BRIEF:
Look over the material for the string "below". Copy every line where it turns up.

RECORD SET:
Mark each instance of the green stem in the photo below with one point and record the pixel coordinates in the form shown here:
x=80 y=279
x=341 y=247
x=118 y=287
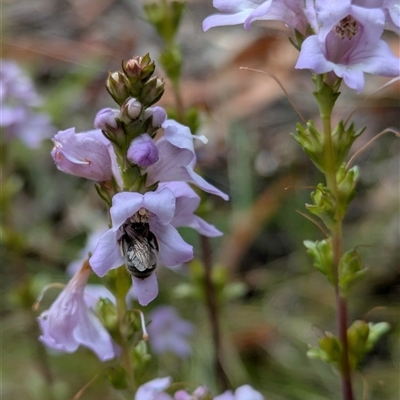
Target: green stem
x=213 y=311
x=337 y=245
x=121 y=310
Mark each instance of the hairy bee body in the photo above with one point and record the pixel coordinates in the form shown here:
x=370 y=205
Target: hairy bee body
x=139 y=247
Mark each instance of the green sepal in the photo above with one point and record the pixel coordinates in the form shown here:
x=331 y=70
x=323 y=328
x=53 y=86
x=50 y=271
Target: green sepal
x=116 y=87
x=118 y=281
x=103 y=193
x=152 y=91
x=117 y=377
x=165 y=16
x=350 y=271
x=322 y=255
x=362 y=337
x=312 y=142
x=342 y=140
x=133 y=324
x=326 y=95
x=140 y=357
x=137 y=71
x=329 y=350
x=107 y=313
x=324 y=206
x=347 y=181
x=171 y=62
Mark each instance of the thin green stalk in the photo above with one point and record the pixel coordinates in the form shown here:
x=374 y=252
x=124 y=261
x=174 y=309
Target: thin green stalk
x=121 y=310
x=213 y=311
x=337 y=245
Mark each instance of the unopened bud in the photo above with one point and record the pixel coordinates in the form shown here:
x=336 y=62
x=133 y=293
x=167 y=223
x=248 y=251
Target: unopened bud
x=138 y=68
x=133 y=108
x=159 y=116
x=116 y=86
x=152 y=91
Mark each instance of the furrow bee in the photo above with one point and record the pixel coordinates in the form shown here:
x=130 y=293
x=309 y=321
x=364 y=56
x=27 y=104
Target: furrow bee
x=139 y=247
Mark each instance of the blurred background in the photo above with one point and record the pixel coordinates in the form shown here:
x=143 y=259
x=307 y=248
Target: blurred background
x=66 y=49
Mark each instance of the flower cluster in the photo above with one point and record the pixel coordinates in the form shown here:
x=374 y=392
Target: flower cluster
x=346 y=34
x=71 y=321
x=143 y=177
x=18 y=102
x=155 y=390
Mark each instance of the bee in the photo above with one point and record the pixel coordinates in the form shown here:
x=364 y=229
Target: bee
x=139 y=247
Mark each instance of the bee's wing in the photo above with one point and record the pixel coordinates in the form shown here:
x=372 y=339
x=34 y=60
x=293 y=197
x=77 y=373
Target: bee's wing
x=141 y=251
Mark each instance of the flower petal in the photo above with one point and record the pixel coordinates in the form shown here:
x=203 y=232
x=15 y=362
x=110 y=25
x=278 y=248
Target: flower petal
x=107 y=254
x=125 y=204
x=161 y=203
x=92 y=334
x=146 y=289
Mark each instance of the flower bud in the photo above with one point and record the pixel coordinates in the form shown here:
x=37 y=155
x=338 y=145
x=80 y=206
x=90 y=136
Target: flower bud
x=152 y=91
x=131 y=109
x=116 y=86
x=105 y=119
x=138 y=68
x=159 y=116
x=143 y=151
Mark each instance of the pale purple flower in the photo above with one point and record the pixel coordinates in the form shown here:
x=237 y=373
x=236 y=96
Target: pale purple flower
x=169 y=332
x=348 y=43
x=391 y=8
x=244 y=392
x=154 y=390
x=82 y=154
x=159 y=116
x=91 y=243
x=177 y=159
x=290 y=12
x=187 y=201
x=143 y=151
x=234 y=12
x=160 y=208
x=69 y=322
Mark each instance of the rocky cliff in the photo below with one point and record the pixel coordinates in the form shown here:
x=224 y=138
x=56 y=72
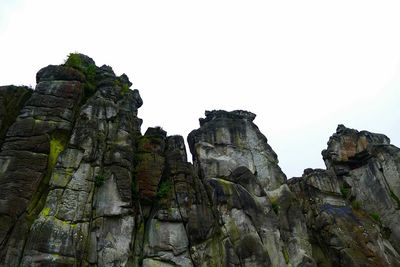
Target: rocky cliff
x=81 y=186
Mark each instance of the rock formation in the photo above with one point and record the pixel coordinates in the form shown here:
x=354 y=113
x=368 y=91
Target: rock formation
x=81 y=186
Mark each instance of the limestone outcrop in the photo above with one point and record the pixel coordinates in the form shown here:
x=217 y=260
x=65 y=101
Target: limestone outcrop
x=80 y=185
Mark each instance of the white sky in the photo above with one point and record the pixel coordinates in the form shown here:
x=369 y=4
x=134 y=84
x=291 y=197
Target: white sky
x=302 y=66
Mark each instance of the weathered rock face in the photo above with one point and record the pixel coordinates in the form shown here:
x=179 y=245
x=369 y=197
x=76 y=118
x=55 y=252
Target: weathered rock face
x=81 y=186
x=227 y=140
x=352 y=208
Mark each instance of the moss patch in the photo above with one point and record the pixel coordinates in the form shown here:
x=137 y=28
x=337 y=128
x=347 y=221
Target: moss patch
x=285 y=254
x=395 y=198
x=74 y=60
x=375 y=216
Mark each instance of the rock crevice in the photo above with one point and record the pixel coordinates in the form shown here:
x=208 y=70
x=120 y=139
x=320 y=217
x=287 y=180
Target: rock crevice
x=81 y=186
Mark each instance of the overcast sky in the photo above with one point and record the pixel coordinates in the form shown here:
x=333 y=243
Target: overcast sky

OUTPUT FOR THIS TASK:
Mark each instance of the green stem in the photo below with one point and record the pixel coordinates in the form shown here:
Mark each instance of the rocky cliff in the photo below with one point and record the pixel coordinates in the form shown here:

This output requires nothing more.